→ **Provided text**
# adding additives and diluting with water



## shanek17 (May 24, 2012)

hey everyone, so im doing my first red wine kit. its a vivo italiano Barolo red wine. its just a cheap-o wine kit, since its my first. Its currently sitting at. .997 and should be done fermenting by this weekend. However its been staying at. 997 for a week or two. Any tips here? should i wait to see if it drops lower towards. 990. 
anyways back to the topic...

Im approaching the clearing stage and instructions call for adding additives soon and im wondering about how to add them properly. My kit instructions simply say to dump the additives in and stir, but iv noticed the instructions are pretty simple and leave alot to the imagination. i dont know if your familiar with craig from craig tube, but he has a good make your own wine kit video on youtube. he stated and showed to dilute the additive with water, although i think it was just for his pot sorbate. now im wondeing if i should dilute my additives that came with my kit. Ill have to look later at the exact names of the additives but i believe the kit came with, kielosol, chitosan and a wine conditioner.

→ **Photo-based point labeling data**
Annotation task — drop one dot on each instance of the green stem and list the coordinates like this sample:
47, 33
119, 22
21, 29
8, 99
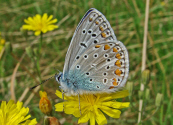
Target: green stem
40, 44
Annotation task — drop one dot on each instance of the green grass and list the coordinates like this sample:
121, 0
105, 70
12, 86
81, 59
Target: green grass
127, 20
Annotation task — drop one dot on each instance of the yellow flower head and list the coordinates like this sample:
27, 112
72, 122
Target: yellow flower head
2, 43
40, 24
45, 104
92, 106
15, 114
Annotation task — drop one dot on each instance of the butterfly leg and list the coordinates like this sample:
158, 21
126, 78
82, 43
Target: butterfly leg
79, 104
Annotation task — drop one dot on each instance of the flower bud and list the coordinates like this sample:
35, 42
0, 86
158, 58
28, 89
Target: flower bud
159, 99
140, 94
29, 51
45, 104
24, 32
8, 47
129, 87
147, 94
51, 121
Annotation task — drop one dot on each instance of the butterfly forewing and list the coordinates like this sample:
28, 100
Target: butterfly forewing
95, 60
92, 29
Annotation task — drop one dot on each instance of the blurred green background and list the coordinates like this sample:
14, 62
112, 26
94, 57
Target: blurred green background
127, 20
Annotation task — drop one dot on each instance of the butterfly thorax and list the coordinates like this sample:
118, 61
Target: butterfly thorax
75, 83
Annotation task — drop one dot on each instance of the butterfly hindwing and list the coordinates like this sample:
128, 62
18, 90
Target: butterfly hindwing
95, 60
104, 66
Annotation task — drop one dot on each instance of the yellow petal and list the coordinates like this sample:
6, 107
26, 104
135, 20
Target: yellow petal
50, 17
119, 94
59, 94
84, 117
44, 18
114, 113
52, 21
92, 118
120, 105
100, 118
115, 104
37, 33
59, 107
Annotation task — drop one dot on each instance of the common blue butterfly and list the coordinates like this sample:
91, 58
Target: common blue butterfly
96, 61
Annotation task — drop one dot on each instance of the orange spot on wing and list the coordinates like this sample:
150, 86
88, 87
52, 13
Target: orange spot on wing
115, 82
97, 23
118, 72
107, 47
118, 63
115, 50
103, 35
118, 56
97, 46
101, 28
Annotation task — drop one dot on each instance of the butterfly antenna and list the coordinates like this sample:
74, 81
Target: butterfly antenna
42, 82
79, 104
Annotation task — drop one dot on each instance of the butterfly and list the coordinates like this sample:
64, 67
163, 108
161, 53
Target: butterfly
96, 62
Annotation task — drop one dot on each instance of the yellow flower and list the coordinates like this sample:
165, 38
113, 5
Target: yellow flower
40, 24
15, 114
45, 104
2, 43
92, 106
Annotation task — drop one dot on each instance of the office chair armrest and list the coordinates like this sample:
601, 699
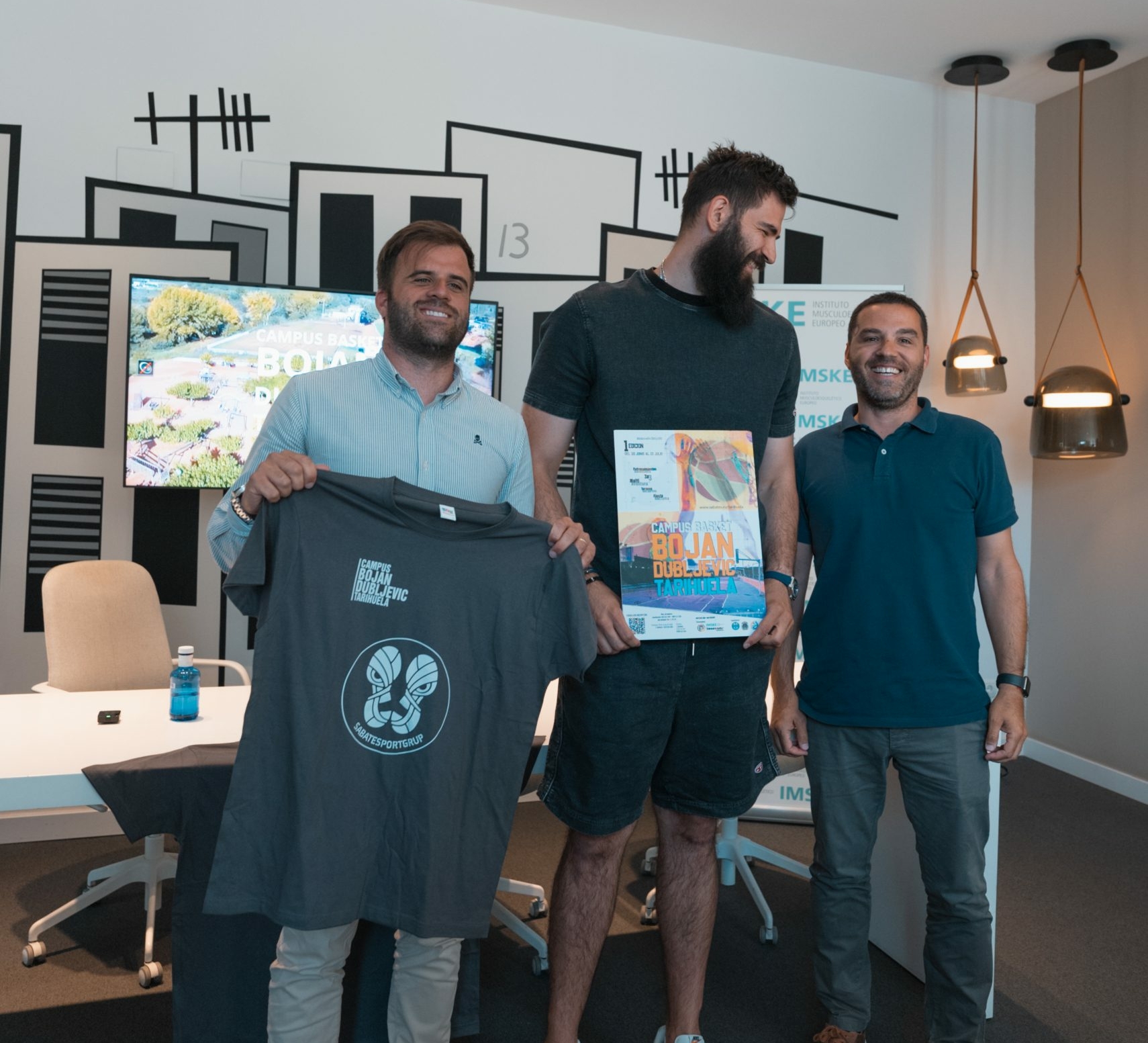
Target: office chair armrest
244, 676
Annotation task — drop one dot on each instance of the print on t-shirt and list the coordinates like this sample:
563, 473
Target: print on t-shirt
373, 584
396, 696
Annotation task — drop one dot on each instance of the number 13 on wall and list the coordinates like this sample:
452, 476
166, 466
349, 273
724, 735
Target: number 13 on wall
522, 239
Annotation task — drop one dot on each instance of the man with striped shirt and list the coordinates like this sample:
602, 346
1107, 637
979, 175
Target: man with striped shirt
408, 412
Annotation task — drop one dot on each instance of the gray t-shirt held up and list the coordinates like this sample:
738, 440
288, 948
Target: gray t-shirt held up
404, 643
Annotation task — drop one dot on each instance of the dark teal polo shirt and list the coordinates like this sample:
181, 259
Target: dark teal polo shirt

→ **Tasks and exercises**
A - In the wine-kit forum post, what do the kit instructions say to do with the additives?
B - Rewrite the paragraph of the wine-kit forum post that begins "Im approaching the clearing stage" as a short bulleted list that keeps its main facts.
C - Say whether each statement agrees with the wine-kit forum post, answering yes or no and quoting the words from the post that decide it.
(i) The kit is a vivo italiano Barolo red wine.
(ii) The poster has made several red wine kits before.
(iii) Craig's video showed diluting the additive with water.

→ **The solutions**
A - They say to dump the additives in and stir.

B -
- The wine is nearing the clearing stage, and the instructions call for adding additives soon.
- The kit instructions only say to dump the additives in and stir, and they leave a lot unexplained.
- In a wine kit video on YouTube, Craig from craig tube said and showed to dilute the additive with water, though possibly only for his pot sorbate.
- The poster is wondering whether to dilute the additives that came with the kit.
- The poster believes the kit came with kielosol, chitosan and a wine conditioner.

C -
(i) Yes: "its a vivo italiano Barolo red wine"
(ii) No: "im doing my first red wine kit"
(iii) Yes: "he stated and showed to dilute the additive with water"